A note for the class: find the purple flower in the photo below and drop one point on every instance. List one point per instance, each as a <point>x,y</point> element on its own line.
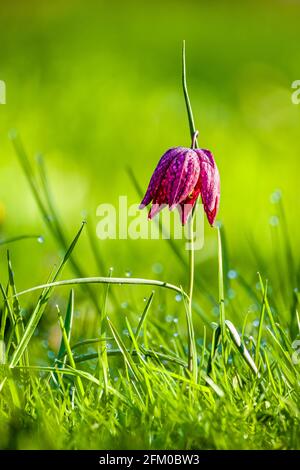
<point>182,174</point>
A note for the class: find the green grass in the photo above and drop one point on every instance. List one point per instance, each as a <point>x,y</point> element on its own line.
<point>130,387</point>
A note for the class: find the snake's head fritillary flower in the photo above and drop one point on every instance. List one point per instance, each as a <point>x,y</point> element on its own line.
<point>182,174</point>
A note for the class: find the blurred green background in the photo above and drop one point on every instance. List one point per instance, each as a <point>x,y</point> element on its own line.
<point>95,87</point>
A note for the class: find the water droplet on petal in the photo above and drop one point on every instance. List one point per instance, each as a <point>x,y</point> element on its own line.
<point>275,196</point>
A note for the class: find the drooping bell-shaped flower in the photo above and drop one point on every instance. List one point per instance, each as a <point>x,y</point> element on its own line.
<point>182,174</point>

==

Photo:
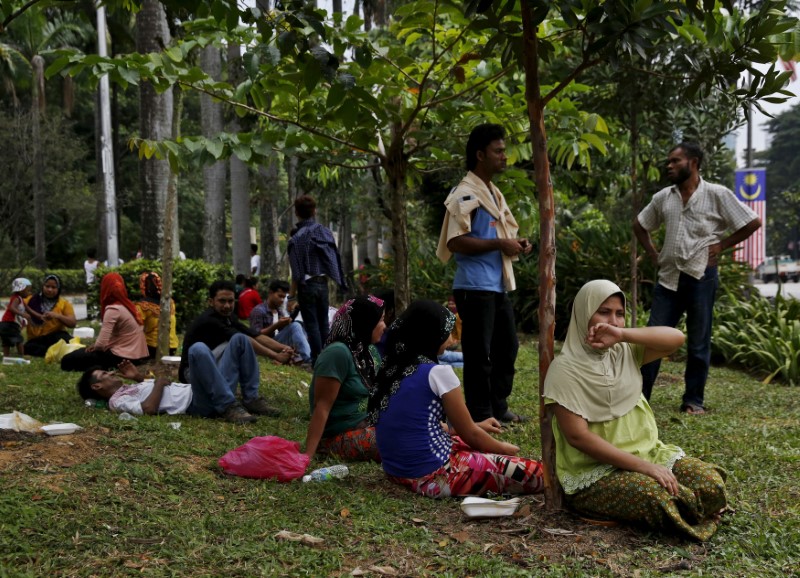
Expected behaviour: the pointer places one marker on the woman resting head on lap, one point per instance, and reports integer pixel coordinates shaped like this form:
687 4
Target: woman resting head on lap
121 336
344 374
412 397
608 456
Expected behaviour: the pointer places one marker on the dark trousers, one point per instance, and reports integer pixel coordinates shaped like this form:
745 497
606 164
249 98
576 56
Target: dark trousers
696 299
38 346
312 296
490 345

Exercise aim
Swap "instance" for "occurrence" in the material. Start at the line containing "A note for the class: find the purple", stop after the line containing "<point>275,196</point>", and reproduce that span with nothing else altered and the pictures omitted.

Result of the exercise
A note for the class: find the purple flower in the photo below and drop one point on every occurrence. List one point per occurrence, each as a <point>x,y</point> element on its own line.
<point>182,174</point>
A note for the class: find the green grass in the photo above and drop one point on every occurrence. List one point per occurrence, each as a <point>x,y</point> element on its own line.
<point>130,387</point>
A note for the class: find the snake's head fritillary flower in the photo above and drop one point on every occurrence. List one point per occurrence, each as a <point>x,y</point> element on its own line.
<point>182,174</point>
A note for the class: find the blurred green background in the photo above and drop one point on every occurrence. List one point per occurrence, each as a <point>x,y</point> element on its own line.
<point>95,87</point>
A note for the class: find the water droplet on petal in the photo above and drop one point on every occurrence. List one point per occurrence, each as a <point>x,y</point> element on its own line.
<point>275,196</point>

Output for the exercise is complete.